> _所给文本_:
━━━━━━━━━━
Transform用例总结

1. 该用例调用JIT的setTransform接口，传入pass对IR代码做了一系列优化。
2. 优化一：fac函数的调用者能直接拿到返回值，不在需要进入fac计算了。
   • 正常函数调用a = fac(5)需要进入fac函数后才能拿到结果120。
   • transform后，a = fac(5)替换为a = 120，编译时将计算前置，提升运行时间。
3. 优化二：fac函数内的递归调用被拉平了，使用goto在函数内解决，避免了递归函数调用压栈，提升运行时间。

总结：

完整用例

#include "llvm/ExecutionEngine/Orc/LLJIT.h"
#include "llvm/IR/LegacyPassManager.h"
#include "llvm/Pass.h"
#include "llvm/Support/InitLLVM.h"
#include "llvm/Support/TargetSelect.h"
#include "llvm/Support/raw_ostream.h"
#include "llvm/Transforms/IPO.h"
#include "llvm/Transforms/Scalar.h"

#include "ExampleModules.h"
━━━━━━━━━━
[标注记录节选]
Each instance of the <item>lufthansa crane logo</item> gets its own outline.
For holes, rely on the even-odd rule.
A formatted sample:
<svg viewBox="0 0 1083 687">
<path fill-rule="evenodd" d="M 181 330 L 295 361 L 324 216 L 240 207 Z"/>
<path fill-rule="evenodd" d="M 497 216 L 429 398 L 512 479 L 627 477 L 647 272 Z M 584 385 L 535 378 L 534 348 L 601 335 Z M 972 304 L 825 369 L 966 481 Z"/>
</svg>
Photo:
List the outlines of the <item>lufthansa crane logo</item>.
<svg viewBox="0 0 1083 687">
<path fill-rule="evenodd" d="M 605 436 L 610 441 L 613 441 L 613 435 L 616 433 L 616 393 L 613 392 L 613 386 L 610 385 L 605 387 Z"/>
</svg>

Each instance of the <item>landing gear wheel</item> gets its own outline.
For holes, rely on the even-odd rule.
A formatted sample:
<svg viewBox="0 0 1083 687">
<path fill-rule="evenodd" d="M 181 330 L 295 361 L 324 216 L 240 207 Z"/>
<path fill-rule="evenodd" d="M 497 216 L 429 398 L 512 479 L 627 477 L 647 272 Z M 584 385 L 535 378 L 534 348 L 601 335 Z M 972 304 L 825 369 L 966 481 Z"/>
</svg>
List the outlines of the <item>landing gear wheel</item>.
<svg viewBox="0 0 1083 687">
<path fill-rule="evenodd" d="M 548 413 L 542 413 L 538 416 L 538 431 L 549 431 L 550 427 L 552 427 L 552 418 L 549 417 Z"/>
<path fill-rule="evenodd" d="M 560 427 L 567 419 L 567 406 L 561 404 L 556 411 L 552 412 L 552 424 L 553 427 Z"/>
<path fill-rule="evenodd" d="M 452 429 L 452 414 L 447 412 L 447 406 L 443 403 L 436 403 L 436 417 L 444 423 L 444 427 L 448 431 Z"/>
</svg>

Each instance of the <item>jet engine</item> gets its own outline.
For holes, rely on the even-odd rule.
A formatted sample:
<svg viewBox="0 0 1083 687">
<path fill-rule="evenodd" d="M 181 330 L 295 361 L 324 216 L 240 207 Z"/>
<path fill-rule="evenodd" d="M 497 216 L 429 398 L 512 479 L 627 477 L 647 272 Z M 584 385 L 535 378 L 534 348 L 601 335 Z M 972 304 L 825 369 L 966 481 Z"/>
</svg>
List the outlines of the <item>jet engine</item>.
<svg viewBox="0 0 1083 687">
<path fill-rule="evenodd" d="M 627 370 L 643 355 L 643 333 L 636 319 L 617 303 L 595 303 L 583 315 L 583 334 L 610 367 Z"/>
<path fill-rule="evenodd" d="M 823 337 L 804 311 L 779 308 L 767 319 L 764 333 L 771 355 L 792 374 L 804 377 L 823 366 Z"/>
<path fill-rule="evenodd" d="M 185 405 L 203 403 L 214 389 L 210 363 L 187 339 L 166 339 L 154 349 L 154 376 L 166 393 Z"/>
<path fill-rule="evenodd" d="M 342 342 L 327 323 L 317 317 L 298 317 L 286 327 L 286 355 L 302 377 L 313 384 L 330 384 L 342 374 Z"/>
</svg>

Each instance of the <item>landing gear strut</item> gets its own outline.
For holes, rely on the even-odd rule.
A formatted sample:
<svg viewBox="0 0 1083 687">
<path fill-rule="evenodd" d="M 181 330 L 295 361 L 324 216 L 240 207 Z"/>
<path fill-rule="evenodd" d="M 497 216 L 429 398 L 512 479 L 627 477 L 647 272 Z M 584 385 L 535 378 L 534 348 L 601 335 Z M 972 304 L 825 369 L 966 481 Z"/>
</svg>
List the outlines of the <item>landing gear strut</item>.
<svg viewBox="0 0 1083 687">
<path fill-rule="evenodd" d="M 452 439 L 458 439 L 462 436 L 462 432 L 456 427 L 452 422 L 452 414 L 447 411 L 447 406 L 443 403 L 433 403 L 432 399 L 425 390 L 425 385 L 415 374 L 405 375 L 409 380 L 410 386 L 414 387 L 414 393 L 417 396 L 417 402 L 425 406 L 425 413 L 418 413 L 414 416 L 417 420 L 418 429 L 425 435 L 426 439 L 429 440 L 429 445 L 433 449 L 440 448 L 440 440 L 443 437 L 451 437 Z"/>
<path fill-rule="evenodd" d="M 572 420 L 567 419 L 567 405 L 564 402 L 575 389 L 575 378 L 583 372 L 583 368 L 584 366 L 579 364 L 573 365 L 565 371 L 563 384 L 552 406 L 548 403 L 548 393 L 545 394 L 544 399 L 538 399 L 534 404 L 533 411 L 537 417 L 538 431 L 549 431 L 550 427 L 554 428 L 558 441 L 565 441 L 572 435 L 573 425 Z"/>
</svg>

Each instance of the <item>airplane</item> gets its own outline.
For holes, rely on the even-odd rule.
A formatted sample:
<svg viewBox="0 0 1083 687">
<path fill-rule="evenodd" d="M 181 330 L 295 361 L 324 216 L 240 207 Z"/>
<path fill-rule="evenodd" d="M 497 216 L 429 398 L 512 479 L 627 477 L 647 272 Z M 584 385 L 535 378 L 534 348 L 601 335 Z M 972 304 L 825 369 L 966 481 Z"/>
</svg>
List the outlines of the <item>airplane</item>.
━━━━━━━━━━
> _练习任务_: 请接着这篇介绍LLVM JIT Transform用例的文本，从最后一行之后续写下去。

> _任务解答_:
using namespace llvm;
using namespace llvm::orc;

ExitOnError ExitOnErr;

const llvm::StringRef MainMod =
    R"(

  define i32 @fac(i32 %n) {
  entry:
    %tobool = icmp eq i32 %n, 0
    br i1 %tobool, label %return, label %if.then

  if.then:                                          ; preds = %entry
    %arg = add nsw i32 %n, -1
    %call_result = call i32 @fac(i32 %arg)
    %result = mul nsw i32 %n, %call_result
    br label %return

  return:                                           ; preds = %entry, %if.then
    %final_result = phi i32 [ %result, %if.then ], [ 1, %entry ]
    ret i32 %final_result
  }

  define i32 @entry() {
  entry:
    %result = call i32 @fac(i32 5)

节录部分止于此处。